### Short task 1:
Reproduce the following entries verbatim, copying everything from the line containing "Locate the cheek" down to the final line of the entries, with both of those lines included.

### Source document:
►

The only downside is you're banned from the medieval Muslim section and the BBQ rib place on the second floor.

>> No.19927476

>Lolita pulled from the bathroom rack

Fuk

>> No.19927491

>>19927402
Are you the reason why I had to ask for Willy Master's Year of Instruction by tfw no Goth gf?

>> No.19927499

>library vultures have taken the human skin bound books back to their nests again
I just want to pass my anatomy test :(

>> No.19927567

>library mice have got into the Rabbie Burns collection again
>drunken mice crying with Scottish accents all over the sixth floor
>tried to encourage one into a trap
>I wouldnae start away so hasty my earth bound companion and fellow mortal thou maun live and guess and fear forward thy-lane an I am blessed compared with thee, so if I go let thee on wit me
I swear they only read the same two poems.

>> No.19927587

>>19927567
>they only read the same two poems.
They got into his censored poems one spring after really bad winter, and they not only had a population explosion that took over the fifth and seventh floors, they also diverted a river through the English author section and declared it the New Clyde. That's why the raunchy stuff is all on floating shelves now, and wode is banned by the front desk.

◄

### Records to use:

►

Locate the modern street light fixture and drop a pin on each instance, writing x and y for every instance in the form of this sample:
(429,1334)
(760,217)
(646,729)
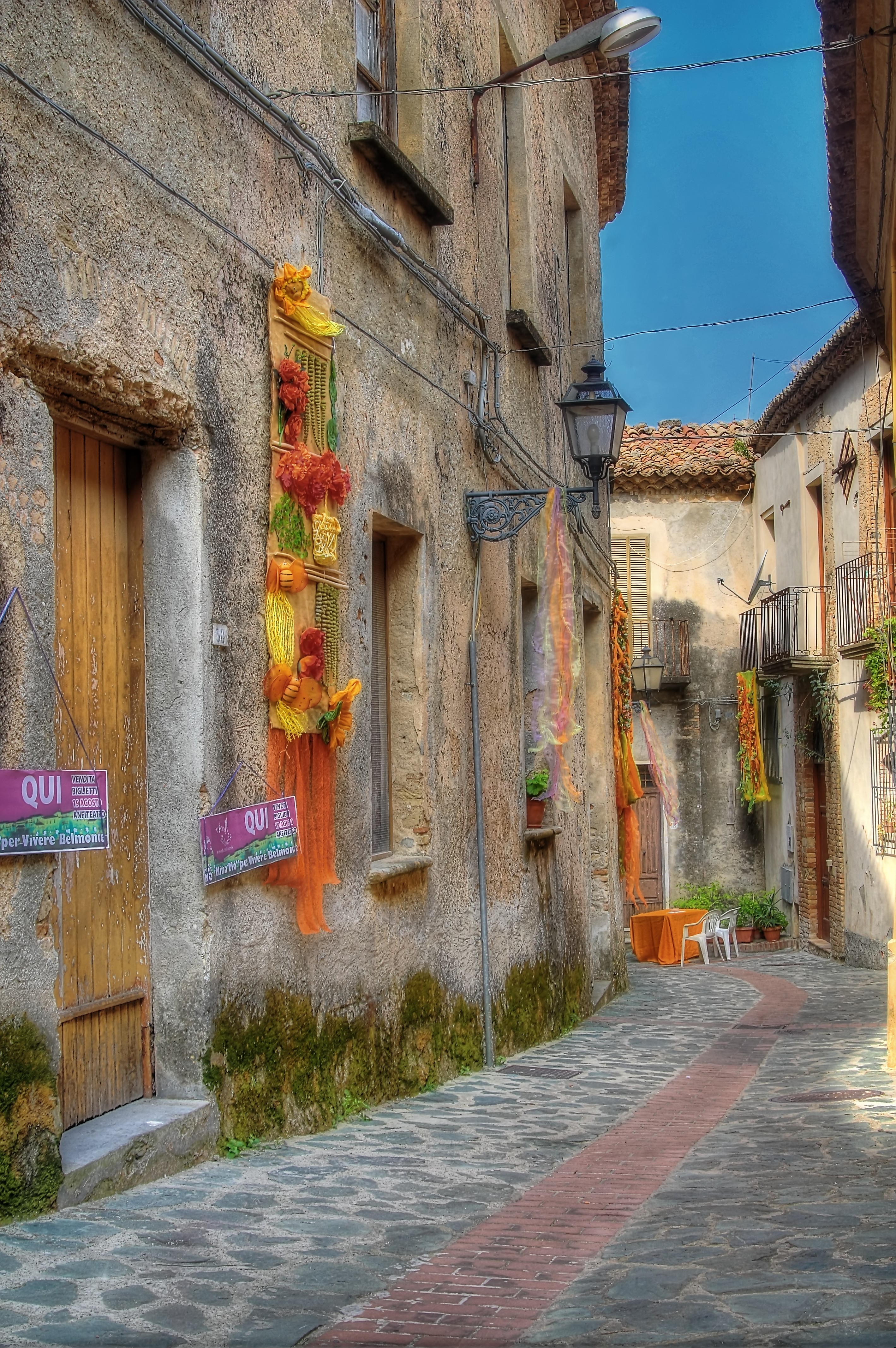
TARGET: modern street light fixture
(613,36)
(595,417)
(647,675)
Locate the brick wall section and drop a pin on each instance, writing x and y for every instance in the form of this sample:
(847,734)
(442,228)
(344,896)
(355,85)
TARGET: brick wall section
(492,1284)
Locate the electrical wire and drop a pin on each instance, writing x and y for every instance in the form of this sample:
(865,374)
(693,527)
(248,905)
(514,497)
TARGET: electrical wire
(134,164)
(591,77)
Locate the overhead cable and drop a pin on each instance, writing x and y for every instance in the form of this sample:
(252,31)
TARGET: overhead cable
(592,77)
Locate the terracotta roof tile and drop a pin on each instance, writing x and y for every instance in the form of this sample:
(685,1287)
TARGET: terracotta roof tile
(672,454)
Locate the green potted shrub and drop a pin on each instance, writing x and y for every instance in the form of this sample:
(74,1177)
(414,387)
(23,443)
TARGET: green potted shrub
(747,909)
(770,918)
(535,786)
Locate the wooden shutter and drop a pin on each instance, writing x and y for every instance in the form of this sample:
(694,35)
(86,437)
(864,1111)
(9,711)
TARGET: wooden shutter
(380,827)
(632,557)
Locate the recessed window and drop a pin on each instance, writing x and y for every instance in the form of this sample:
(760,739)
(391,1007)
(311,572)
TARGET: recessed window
(375,58)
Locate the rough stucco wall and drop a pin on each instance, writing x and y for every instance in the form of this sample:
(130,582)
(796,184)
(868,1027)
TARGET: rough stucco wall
(694,537)
(120,306)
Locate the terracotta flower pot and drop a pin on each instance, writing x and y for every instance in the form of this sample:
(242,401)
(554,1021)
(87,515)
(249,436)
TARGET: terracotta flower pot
(534,813)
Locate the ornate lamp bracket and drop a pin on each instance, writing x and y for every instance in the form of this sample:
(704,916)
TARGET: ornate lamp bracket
(495,517)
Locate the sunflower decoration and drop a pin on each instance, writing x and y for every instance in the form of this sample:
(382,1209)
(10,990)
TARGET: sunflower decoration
(336,723)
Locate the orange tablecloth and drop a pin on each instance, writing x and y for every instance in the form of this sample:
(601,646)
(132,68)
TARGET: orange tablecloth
(657,937)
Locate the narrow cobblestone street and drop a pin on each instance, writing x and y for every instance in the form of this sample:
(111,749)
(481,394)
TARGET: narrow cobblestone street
(655,1185)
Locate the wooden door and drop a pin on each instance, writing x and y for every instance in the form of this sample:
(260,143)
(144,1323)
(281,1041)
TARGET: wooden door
(650,821)
(822,870)
(104,983)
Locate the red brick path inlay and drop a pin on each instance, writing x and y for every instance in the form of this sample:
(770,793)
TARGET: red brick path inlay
(490,1285)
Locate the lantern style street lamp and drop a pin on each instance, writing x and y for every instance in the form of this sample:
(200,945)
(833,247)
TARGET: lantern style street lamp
(647,675)
(595,417)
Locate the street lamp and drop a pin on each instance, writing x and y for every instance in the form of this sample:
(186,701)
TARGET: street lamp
(595,417)
(613,36)
(647,675)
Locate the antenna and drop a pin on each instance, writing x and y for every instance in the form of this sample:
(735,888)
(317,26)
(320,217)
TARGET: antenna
(758,580)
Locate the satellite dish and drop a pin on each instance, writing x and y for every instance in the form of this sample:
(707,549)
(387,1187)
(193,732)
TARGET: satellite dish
(758,580)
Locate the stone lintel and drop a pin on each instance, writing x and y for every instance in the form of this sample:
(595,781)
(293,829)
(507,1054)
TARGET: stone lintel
(395,168)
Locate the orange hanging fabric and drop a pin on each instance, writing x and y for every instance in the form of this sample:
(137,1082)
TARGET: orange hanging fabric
(628,781)
(305,769)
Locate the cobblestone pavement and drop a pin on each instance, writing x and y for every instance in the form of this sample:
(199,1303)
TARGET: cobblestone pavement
(766,1222)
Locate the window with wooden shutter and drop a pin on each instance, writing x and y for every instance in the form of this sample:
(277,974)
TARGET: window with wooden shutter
(380,765)
(632,557)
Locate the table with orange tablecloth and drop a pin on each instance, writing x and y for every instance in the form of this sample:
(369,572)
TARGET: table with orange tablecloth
(657,937)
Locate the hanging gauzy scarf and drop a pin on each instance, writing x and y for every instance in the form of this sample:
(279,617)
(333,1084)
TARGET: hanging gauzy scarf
(557,650)
(662,770)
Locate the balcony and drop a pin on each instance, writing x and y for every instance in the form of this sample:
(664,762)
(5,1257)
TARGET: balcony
(667,638)
(750,640)
(791,629)
(863,600)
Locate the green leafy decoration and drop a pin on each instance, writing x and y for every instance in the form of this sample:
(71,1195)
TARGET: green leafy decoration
(288,522)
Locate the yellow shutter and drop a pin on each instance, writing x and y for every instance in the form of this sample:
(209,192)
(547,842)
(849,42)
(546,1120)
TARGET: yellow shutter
(632,557)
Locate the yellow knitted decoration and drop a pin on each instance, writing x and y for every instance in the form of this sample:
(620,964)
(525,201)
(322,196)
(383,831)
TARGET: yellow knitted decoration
(326,532)
(281,627)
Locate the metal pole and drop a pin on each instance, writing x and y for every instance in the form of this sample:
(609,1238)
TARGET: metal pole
(480,826)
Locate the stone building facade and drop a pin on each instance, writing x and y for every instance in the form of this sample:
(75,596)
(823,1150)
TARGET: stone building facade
(681,520)
(824,464)
(154,172)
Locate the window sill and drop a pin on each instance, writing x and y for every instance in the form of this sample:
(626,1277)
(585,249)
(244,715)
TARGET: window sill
(530,339)
(541,838)
(391,867)
(395,168)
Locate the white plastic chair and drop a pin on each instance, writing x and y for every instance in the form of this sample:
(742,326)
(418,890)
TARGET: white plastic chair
(727,932)
(704,932)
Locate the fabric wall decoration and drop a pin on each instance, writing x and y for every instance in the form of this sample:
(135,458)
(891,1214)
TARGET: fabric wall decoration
(752,785)
(558,662)
(309,715)
(628,781)
(662,769)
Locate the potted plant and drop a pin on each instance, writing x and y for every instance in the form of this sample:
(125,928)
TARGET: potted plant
(746,928)
(768,918)
(535,786)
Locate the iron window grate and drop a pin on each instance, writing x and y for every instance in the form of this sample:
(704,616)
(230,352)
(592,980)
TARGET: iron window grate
(884,794)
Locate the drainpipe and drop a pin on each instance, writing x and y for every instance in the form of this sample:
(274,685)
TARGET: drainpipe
(480,824)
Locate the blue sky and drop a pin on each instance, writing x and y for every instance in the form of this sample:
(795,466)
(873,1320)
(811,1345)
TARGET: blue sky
(726,214)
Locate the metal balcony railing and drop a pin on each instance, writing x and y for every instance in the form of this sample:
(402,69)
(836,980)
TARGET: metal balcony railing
(793,629)
(750,640)
(864,599)
(670,640)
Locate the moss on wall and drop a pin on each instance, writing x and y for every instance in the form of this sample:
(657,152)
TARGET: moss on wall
(30,1126)
(289,1069)
(538,1003)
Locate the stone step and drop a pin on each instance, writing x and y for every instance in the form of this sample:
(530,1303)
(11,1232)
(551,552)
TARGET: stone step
(763,947)
(146,1140)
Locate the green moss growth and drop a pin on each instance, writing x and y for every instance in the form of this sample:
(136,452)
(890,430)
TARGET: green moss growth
(538,1003)
(30,1166)
(288,1069)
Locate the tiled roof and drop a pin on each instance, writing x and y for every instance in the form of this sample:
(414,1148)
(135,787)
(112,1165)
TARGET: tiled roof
(853,341)
(670,454)
(611,110)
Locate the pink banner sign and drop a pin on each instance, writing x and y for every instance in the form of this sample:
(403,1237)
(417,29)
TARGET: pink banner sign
(53,812)
(239,840)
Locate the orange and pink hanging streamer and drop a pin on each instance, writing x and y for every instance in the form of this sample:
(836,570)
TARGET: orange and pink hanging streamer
(558,657)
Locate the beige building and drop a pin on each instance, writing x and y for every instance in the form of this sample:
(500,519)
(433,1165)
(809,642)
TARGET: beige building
(154,174)
(681,520)
(821,514)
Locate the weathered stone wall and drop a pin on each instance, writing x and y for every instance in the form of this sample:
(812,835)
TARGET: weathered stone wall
(696,536)
(124,310)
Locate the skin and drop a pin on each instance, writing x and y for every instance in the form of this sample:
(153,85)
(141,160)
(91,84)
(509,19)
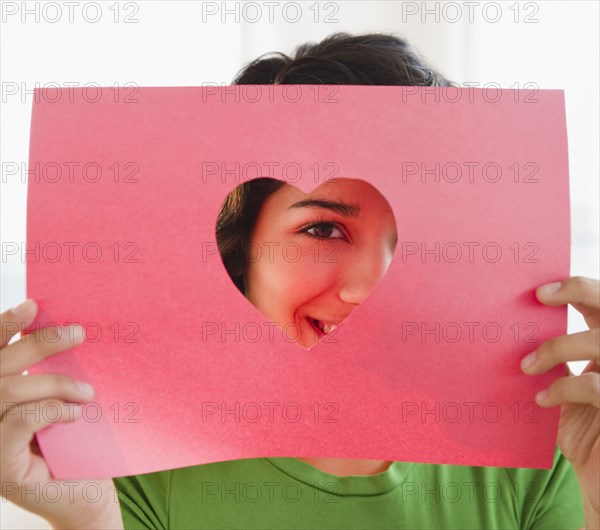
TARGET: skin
(345,251)
(335,290)
(342,236)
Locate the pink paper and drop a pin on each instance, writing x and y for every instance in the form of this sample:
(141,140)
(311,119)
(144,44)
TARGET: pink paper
(121,218)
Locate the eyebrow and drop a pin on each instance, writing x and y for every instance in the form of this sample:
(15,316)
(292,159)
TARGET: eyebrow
(342,208)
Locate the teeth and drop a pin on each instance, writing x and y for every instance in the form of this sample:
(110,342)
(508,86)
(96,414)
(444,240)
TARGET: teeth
(328,328)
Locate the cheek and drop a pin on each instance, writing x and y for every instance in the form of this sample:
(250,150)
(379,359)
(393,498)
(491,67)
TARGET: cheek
(280,283)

◄

### Short task 2:
In the library thread, what name did the mice give the river they diverted through the English author section?

### Complete response 1:
Locate the cheek and drop a pin on each instance, writing x and y for every instance in the form of this sample:
(250,150)
(379,359)
(393,498)
(491,67)
TARGET: cheek
(280,283)

### Complete response 2:
They declared it the New Clyde.